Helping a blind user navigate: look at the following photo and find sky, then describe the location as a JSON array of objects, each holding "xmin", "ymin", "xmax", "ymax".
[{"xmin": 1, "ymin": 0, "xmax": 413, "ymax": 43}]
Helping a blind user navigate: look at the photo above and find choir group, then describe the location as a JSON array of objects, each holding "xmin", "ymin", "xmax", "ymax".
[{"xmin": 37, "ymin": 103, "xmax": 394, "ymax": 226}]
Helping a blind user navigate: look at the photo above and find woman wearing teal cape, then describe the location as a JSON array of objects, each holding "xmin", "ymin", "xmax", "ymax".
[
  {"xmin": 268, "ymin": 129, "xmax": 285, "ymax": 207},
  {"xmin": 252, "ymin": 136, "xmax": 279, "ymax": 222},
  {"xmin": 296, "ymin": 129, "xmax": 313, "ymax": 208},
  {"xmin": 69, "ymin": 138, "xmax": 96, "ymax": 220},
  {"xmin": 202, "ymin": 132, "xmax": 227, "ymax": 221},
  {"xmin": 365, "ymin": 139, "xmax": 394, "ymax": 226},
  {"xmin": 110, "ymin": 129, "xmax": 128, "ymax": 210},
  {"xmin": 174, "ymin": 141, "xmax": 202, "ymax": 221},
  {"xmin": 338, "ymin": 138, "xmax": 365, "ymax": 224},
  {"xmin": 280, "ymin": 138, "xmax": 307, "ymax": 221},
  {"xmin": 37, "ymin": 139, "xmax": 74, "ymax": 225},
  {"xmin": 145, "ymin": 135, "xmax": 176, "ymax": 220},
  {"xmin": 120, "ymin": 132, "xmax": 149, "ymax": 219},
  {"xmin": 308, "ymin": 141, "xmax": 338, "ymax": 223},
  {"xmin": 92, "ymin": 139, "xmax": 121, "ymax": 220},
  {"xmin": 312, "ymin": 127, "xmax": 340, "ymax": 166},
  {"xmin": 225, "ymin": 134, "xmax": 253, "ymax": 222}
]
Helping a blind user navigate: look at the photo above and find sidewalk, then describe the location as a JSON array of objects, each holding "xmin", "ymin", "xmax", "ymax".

Activity –
With every line kept whole, write out the records again exactly.

Answer to this problem –
Helping a blind user navigate: look at the following photo and find sky, then describe the location as a JSON array of objects, each holding "xmin", "ymin", "xmax", "ymax".
[{"xmin": 1, "ymin": 0, "xmax": 413, "ymax": 43}]
Helping a blind user navigate: look at the photo above and find choir group, then describe the location as a JSON array of objects, each holding "xmin", "ymin", "xmax", "ymax".
[{"xmin": 37, "ymin": 103, "xmax": 394, "ymax": 226}]
Helping a blind user navigate: look at the photo above and find woman wearing teal cape, then describe the location as a JSON array of objects, each holding "xmin", "ymin", "xmax", "ymax".
[
  {"xmin": 268, "ymin": 129, "xmax": 285, "ymax": 207},
  {"xmin": 252, "ymin": 136, "xmax": 279, "ymax": 222},
  {"xmin": 296, "ymin": 129, "xmax": 313, "ymax": 208},
  {"xmin": 69, "ymin": 138, "xmax": 96, "ymax": 220},
  {"xmin": 202, "ymin": 132, "xmax": 227, "ymax": 221},
  {"xmin": 365, "ymin": 139, "xmax": 394, "ymax": 226},
  {"xmin": 110, "ymin": 129, "xmax": 128, "ymax": 210},
  {"xmin": 174, "ymin": 141, "xmax": 202, "ymax": 221},
  {"xmin": 338, "ymin": 138, "xmax": 365, "ymax": 224},
  {"xmin": 280, "ymin": 138, "xmax": 307, "ymax": 221},
  {"xmin": 37, "ymin": 139, "xmax": 74, "ymax": 225},
  {"xmin": 145, "ymin": 135, "xmax": 176, "ymax": 220},
  {"xmin": 120, "ymin": 132, "xmax": 149, "ymax": 219},
  {"xmin": 308, "ymin": 141, "xmax": 338, "ymax": 223},
  {"xmin": 92, "ymin": 139, "xmax": 121, "ymax": 220},
  {"xmin": 312, "ymin": 127, "xmax": 340, "ymax": 166},
  {"xmin": 225, "ymin": 134, "xmax": 253, "ymax": 222}
]
Helping a blind user navigate: look at the photo above and find sidewalk, then describe the location as a JSON array of objects, each holding "xmin", "ymin", "xmax", "ymax".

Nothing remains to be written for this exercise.